PADRI SCIENZIATI USANO I PROPRI FIGLI COME CAVIE
DAGLI STATI UNITI L’ULTIMA FOLLIA: IL NEUROLOGO CHE CONCEPISCE IL FIGLIO PER STUDIARLO… ALTRI CHE SOTTOPONGONO I PICCOLI A STIMOLI PER REGISTRARNE LE REAZIONI. …PICCOLE CAVIE PER IL DELIRIO DELLA SCIENZA
E’ il sogno di ogni scienziato: avere a disposizione una cavia docile, 24 ore su 24, soprattutto alla luce del calo dei fondi a disposizione per la ricerca.
Più di ricercatore americano ha deciso così di compiere esperimenti su un figlio cavia, anche se con tutte le cautele del caso (almeno si spera), suscitando grande preoccupazione tra gli esperti di etica. Pochi giorni fa il New York Times riportava la notizia che un neuroscienziato del Massachusetts Institute of technology, tale Pawan Sinha, avrebbe sconvolto le coppie presenti al corso prenatale del figlio annunciando: “Non vedo l’ora che nasca per poterlo studiare”, il piccolo Darius sarebbe così diventato il manifesto vivente della ricerca padre-bambino.

▸ Dati raccolti:
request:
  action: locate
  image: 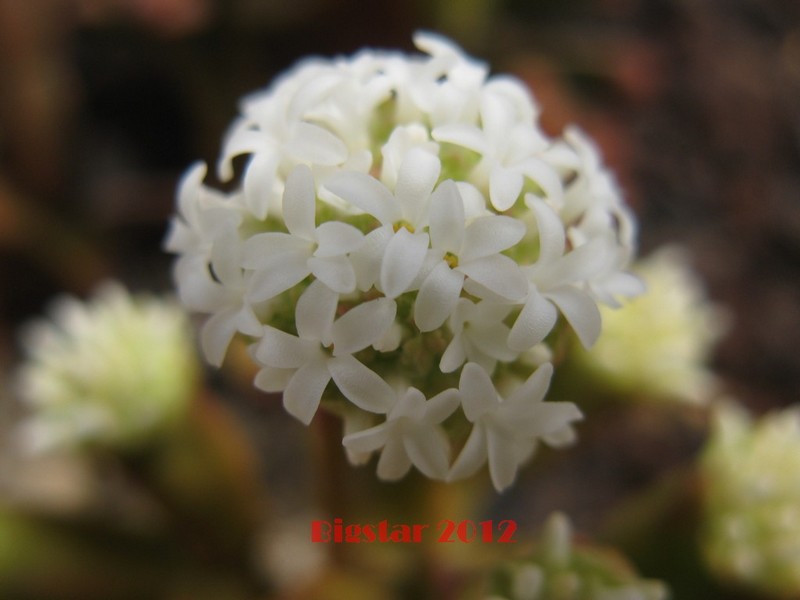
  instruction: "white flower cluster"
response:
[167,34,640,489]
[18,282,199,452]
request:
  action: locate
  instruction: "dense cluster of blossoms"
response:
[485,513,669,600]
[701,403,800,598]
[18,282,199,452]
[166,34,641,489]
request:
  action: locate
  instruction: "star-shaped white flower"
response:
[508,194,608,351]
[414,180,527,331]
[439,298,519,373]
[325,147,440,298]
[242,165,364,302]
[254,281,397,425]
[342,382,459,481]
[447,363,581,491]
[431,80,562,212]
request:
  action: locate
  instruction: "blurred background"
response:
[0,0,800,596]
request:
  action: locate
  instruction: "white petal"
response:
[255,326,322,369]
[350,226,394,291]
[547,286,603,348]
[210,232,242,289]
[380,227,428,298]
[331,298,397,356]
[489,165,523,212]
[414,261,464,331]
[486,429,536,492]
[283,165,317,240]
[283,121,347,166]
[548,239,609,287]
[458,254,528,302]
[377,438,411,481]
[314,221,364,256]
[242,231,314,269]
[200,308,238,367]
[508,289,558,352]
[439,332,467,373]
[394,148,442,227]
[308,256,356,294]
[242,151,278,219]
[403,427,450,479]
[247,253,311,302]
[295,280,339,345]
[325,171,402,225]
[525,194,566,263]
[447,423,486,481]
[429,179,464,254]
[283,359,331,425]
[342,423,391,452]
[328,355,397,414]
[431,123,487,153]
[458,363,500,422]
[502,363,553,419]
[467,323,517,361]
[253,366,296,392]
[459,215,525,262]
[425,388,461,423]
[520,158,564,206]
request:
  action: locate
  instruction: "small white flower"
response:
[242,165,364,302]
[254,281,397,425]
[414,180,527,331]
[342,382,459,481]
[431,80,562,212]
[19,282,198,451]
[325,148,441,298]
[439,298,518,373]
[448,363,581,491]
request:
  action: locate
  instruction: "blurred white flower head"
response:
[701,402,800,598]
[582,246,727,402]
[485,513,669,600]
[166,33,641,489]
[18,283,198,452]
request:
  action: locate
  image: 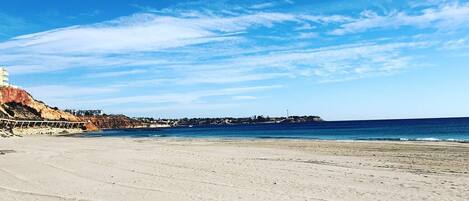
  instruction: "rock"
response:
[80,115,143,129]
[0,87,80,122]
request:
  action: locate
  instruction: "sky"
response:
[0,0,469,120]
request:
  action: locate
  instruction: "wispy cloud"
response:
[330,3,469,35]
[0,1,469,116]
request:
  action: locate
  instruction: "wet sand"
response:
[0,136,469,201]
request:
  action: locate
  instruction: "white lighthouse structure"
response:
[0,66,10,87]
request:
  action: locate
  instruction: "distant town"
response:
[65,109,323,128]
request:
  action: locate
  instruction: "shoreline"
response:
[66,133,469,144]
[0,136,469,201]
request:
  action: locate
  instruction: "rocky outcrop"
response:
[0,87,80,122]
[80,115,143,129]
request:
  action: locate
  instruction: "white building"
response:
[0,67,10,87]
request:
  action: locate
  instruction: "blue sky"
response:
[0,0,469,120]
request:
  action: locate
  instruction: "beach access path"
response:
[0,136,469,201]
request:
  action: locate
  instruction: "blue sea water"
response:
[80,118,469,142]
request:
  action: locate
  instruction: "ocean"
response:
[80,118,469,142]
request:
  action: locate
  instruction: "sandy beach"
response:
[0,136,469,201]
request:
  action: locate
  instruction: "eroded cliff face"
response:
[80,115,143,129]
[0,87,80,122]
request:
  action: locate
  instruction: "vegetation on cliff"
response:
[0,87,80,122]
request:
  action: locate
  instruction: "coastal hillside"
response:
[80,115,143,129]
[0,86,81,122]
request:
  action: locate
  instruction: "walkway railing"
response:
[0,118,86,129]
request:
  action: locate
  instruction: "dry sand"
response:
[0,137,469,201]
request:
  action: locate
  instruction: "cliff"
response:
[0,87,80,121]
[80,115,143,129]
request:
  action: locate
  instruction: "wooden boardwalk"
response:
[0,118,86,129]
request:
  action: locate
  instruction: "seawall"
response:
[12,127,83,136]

==

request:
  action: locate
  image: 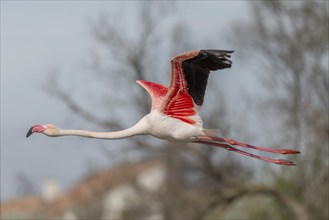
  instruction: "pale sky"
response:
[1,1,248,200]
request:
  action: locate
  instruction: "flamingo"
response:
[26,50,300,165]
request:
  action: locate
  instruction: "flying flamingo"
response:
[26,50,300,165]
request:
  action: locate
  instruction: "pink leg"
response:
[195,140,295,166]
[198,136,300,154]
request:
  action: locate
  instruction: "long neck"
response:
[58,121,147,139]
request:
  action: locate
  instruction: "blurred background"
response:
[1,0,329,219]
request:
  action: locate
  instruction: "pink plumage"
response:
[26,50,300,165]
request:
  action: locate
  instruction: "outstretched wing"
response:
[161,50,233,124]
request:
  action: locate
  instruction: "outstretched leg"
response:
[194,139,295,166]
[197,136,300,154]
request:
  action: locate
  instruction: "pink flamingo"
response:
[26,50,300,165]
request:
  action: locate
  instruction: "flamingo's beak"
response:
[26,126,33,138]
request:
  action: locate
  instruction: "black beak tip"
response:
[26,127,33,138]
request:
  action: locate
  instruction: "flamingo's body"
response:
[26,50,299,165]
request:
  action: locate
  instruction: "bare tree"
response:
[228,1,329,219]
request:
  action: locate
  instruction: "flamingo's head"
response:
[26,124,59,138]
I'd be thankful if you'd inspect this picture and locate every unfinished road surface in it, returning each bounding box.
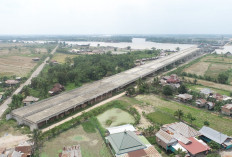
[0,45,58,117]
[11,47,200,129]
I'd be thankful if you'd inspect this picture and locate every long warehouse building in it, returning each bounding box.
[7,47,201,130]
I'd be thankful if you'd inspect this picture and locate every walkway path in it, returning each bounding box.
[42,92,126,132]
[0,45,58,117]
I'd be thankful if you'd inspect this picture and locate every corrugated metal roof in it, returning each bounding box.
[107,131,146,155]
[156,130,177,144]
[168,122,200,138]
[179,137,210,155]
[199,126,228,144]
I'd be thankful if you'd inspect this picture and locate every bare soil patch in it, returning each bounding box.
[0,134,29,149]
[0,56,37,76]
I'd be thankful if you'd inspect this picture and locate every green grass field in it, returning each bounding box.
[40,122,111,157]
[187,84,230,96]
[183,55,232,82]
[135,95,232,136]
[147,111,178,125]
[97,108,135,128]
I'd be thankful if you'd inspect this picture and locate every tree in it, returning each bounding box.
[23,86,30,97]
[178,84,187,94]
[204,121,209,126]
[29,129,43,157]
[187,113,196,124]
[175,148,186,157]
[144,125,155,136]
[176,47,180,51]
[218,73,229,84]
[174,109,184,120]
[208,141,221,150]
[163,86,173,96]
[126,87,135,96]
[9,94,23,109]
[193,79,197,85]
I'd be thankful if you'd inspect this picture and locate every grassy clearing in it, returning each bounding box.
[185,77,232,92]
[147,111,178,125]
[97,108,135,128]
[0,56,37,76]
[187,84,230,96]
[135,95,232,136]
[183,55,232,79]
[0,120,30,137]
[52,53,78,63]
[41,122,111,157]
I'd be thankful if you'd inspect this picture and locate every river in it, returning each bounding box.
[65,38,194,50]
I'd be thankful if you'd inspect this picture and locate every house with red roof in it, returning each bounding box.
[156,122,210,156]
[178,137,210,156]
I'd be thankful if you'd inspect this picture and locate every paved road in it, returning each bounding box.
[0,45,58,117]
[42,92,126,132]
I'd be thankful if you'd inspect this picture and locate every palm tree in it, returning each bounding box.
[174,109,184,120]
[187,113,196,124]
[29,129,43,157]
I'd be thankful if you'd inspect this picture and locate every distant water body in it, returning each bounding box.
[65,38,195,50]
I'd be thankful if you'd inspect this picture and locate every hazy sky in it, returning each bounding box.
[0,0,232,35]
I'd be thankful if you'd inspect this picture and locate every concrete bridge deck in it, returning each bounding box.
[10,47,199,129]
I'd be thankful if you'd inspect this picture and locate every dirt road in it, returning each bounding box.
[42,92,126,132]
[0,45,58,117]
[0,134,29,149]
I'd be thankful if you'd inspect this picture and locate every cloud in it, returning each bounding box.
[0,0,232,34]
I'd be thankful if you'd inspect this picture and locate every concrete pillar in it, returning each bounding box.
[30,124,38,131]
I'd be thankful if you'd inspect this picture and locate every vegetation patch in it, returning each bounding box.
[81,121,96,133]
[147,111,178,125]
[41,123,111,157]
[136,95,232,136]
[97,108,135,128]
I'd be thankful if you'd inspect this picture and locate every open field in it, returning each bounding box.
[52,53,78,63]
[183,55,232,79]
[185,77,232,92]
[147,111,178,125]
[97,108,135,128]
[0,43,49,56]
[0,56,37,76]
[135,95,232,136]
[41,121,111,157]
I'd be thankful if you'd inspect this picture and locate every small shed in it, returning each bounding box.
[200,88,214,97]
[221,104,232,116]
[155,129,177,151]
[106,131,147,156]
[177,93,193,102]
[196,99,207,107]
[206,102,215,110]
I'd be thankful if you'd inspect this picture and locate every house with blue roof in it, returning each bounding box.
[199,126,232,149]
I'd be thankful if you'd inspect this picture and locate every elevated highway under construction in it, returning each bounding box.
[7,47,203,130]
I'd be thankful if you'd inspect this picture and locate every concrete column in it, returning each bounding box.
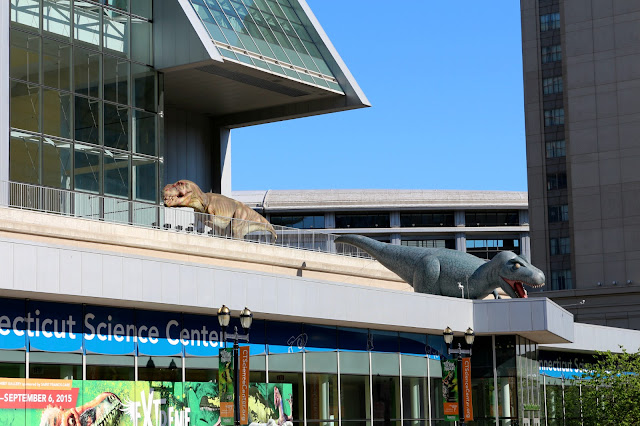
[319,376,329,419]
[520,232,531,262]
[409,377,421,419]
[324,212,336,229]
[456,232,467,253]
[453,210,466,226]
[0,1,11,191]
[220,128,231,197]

▸ Consegna A:
Puoi riscrivere sotto forma di elenco il paragrafo dell'articolo che comincia con «Più di ricercatore americano», mantenendone i fatti principali?
▸ Consegna B:
Puoi proseguire l'articolo sui padri scienziati che studiano i propri figli, ripartendo da dove si ferma?

▸ Risposta finale A:
- Alcuni ricercatori americani hanno deciso di condurre esperimenti sui propri figli, con tutte le cautele del caso (almeno si spera), e questo preoccupa molto gli esperti di etica.
- Pochi giorni fa il New York Times ha riferito il caso di Pawan Sinha, neuroscienziato del Massachusetts Institute of Technology.
- Al corso prenatale Sinha avrebbe sconvolto le coppie presenti annunciando: "Non vedo l'ora che nasca per poterlo studiare".
- Il piccolo Darius sarebbe così diventato il manifesto vivente della ricerca padre-bambino.

▸ Risposta finale B:
Ma non si tratta di un caso raro. La dottoressa Linebarger, direttrice del Dipartimento di sviluppo psicologico dei bambini presso l’Università della Pennsylvania, sta registrando ciò che succede ai suoi quattro figli.
E dichiara che non tutti collaborano: ” Mia figlia Callie aveva solo 18 mesi quando ha cominciato ad opporsi. Era diventata molto perspicace nel distinguere ciò che le chiedevo come mamma da ciò che chiedevo come ricercatrice. Un giorno, dopo che aveva deciso di non voler più collaborare, mentre si era in pizzeria, le ho fatto una domanda professionale e lei mi ha fatto una smorfia di risposta. Mi ero illusa che il nostro rapporto fosse splendido, ma da allora ho delegato la ricerca ai miei collaboratori”.
Sorgono domande a livello etico sull’uso dei figli cavia da parte di molti genitori scienziati: Robert Nelson, direttore del Centro di Ricerca sull’integrità a Philadelphia, osserva: ” Il ruolo del genitore è di proteggere il proprio bambino, una madre o un padre ricercatori creano un conflitto di interesse che distorce il rapporto genitori-figli.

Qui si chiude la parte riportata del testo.